▶ **Passage shown**
◇ ◇ ◇ ◇ ◇ ◇ ◇

The World Economic Forum’s manifesto for Davos 2020 declared ‘a company is more than an economic unit generating wealth’. At the time, this statement reflected mounting pressure on businesses to prioritise stakeholders over shareholders through the adoption of Environmental, Social and Governance (ESG) principles.

Since then, the COVID-19 pandemic has swept across the world. With one fifth of the world’s population under lockdown as of 24th March 2020 and the global economy now in recession, prioritising stakeholders is now more important than ever and banks are under pressure to suspend dividends and limit bonus payments.

Undoubtedly, investment banks will play a key role in the economic recovery efforts from the COVID-19 pandemic. However, by putting ESG principles at the heart of their response they have an opportunity to build a more sustainable financial sector that can deliver value for both their shareholders and for society.

This blog mini-series will examine the impetus that COVID-19 is providing for capital markets firms to accelerate their commitment to ESG principles, highlighting some of the key challenges they face in doing so.

Unprecedented disruption to ways of working

In recent weeks, existing banking practices have undergone a seismic change and as banks have rapidly deployed their business continuity arrangements, ESG initiatives, such as flexible working, have played a crucial role in their COVID-19 response.

◇ ◇ ◇ ◇ ◇ ◇ ◇

(Image point grounding data)

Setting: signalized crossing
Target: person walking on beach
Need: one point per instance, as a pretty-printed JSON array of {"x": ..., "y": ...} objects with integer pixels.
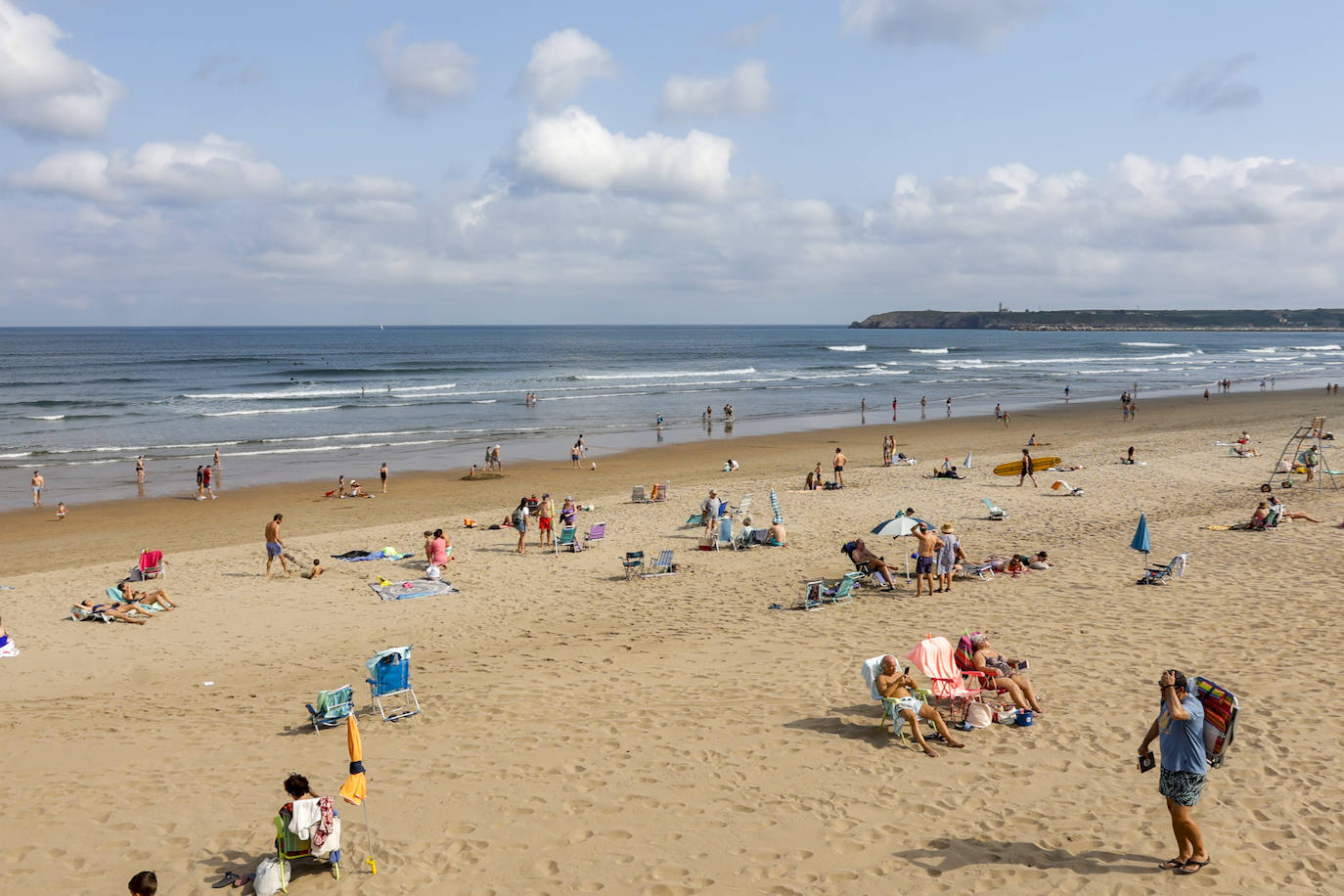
[
  {"x": 274, "y": 547},
  {"x": 1179, "y": 731},
  {"x": 520, "y": 524},
  {"x": 1026, "y": 469},
  {"x": 929, "y": 546}
]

◇ ◇ ◇ ◇ ◇ ◇ ◇

▶ **Required work**
(A) Update the passage on COVID-19 and ESG in banking by restating it starting with "Since then, the" and going on through "limit bonus payments.", swapping "lockdown" for "quarantine".
(B) In the passage on COVID-19 and ESG in banking, what share of the world's population was under lockdown as of 24th March 2020?
(C) Continue the passage on COVID-19 and ESG in banking from the point where it stops.

▶ **Responses per task**
(A)
Since then, the COVID-19 pandemic has swept across the world. With one fifth of the world’s population under quarantine as of 24th March 2020 and the global economy now in recession, prioritising stakeholders is now more important than ever and banks are under pressure to suspend dividends and limit bonus payments.

(B) One fifth of the world's population was under lockdown as of 24th March 2020.

(C)
Almost overnight, flexible working arrangements became the norm. In permitting traders to execute their role remotely, banks have had to establish replacements for trading turrets and redesign how they meet compliance requirements that mandate traders to use recorded lines in order to prevent insider trading. Despite some early challenges, firms have embraced a more digital and agile way of working and, as a result, some clear ESG benefits have emerged that will be difficult for firms to ignore once normality returns.

Prior to COVID-19, business travel was estimated to contribute to 50% of corporate emissions. However, with domestic and international travel on hold, banks are now reliant upon videoconferencing technologies to stay in touch and executives are no longer flying round the world to meet in person. The environmental benefits of this have been staggering with pollution levels dropping across the globe and researchers predicting an overall decrease of 0.3% in global emissions in 2020.

As banks continue to access digital capabilities that connect their global workforce in seconds, for a fraction of the cost and without the high environmental impacts of air travel, the industry will have to redefine what counts as essential international travel going forward.

While some staff are unlikely to continue to work remotely once normality resumes, particularly those in Front Office and Trading Operations, COVID-19 has shown that it is not impossible to conceive a future in which large amounts of trading and other investment banking activities are carried out remotely.

Having staff in different physical locations is less of a barrier than firms had previously presumed and this unprecedented disruption presents an opportunity for banks to gather new data that can be used to revise their ESG targets. Banks must now reflect on how they will sustain the working practices embraced during this pandemic and establish long-term behavioural changes to the benefit of their cost base and to ESG initiatives.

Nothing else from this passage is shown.